** START **

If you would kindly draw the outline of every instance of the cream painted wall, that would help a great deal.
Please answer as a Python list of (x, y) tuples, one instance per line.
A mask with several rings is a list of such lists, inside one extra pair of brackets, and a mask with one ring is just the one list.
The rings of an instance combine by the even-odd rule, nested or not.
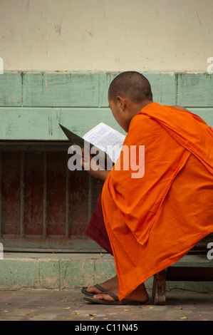
[(213, 0), (0, 0), (4, 71), (206, 71)]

** END **

## Your instructions
Copy every line of the rows above word for word, leaving out the pictures.

## Output of the task
If you would kindly draw the outline of every instance of the cream painted wall, that would help a great deal.
Please answer as a Python list of (x, y) tuples, one instance per line.
A mask with several rings is a list of such lists, inside one extra pair of brackets, and a mask with one ring is just the one list.
The rings of an instance combine by the even-odd rule, nested or not.
[(213, 0), (0, 0), (4, 71), (206, 71)]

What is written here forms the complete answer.